• [Available data]:
::::::::::
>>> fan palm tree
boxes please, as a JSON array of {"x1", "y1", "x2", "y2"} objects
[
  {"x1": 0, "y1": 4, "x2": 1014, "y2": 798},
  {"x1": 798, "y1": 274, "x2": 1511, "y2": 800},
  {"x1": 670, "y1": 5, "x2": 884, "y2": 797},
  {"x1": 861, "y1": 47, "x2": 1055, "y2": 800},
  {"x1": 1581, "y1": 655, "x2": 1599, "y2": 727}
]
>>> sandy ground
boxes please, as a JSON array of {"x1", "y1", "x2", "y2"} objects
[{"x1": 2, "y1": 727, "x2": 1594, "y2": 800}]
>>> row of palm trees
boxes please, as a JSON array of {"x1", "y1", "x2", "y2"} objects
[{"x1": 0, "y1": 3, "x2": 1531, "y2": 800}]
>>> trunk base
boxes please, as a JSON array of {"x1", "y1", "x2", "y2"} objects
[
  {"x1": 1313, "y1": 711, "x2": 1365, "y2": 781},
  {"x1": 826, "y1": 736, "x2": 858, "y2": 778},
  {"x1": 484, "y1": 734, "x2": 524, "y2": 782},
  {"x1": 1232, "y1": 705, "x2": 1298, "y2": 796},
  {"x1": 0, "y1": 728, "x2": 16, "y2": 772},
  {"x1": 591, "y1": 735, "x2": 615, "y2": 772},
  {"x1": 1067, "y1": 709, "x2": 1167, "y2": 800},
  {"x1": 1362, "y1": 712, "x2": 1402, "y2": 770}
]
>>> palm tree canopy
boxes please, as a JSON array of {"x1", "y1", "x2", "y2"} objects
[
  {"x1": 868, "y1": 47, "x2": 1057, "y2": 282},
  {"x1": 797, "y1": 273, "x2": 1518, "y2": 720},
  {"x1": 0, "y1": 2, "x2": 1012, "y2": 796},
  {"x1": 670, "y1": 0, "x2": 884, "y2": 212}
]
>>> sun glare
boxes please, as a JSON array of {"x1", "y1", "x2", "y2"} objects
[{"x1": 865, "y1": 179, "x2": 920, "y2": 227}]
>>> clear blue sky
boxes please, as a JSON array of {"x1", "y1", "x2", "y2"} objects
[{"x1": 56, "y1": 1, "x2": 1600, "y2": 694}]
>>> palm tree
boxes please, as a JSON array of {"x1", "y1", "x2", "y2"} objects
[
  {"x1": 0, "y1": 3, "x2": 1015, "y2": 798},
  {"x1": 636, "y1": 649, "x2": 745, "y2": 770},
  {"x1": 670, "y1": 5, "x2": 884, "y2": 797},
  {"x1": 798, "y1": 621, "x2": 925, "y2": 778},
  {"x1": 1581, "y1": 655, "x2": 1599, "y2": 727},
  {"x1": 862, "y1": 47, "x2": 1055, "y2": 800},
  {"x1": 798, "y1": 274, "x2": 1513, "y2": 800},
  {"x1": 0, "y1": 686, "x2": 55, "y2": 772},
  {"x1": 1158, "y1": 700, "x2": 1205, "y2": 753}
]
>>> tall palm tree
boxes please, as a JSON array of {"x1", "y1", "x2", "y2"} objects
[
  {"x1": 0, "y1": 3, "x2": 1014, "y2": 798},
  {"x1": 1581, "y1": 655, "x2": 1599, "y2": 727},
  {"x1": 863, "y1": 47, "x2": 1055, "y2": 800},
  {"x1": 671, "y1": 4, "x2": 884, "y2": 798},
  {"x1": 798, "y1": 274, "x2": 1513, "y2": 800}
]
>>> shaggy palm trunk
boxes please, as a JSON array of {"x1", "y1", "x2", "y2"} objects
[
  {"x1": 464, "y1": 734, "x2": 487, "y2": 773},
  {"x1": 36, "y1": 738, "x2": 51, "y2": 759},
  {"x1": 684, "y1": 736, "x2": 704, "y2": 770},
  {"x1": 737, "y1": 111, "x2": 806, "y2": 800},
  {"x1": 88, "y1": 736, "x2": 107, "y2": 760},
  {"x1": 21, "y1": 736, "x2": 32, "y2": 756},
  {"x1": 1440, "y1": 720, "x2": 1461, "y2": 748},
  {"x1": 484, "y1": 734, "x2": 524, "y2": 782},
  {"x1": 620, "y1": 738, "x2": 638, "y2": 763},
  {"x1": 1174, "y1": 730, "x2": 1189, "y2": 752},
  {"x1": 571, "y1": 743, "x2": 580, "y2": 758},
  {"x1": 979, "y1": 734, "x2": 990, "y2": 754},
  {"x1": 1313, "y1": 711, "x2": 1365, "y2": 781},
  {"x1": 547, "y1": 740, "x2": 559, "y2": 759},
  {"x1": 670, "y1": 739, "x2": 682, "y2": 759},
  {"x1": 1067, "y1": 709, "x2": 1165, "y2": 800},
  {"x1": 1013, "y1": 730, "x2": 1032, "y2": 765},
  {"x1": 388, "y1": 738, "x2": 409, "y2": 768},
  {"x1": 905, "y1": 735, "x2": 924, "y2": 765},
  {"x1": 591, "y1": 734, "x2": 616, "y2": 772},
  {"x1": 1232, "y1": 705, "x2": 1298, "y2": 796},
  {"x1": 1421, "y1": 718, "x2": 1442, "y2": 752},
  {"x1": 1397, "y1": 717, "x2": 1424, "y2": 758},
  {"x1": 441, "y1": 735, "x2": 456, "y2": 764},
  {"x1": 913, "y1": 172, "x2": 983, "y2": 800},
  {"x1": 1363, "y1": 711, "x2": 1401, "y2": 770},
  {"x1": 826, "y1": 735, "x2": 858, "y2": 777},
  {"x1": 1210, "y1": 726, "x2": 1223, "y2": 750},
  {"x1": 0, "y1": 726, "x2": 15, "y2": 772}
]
::::::::::
Could you report all lines of the listing that hold "palm"?

• [Result]:
>>> fan palm tree
>>> row of palm trees
>>> palm tree canopy
>>> palm tree
>>> tall palm tree
>>> shaggy palm trunk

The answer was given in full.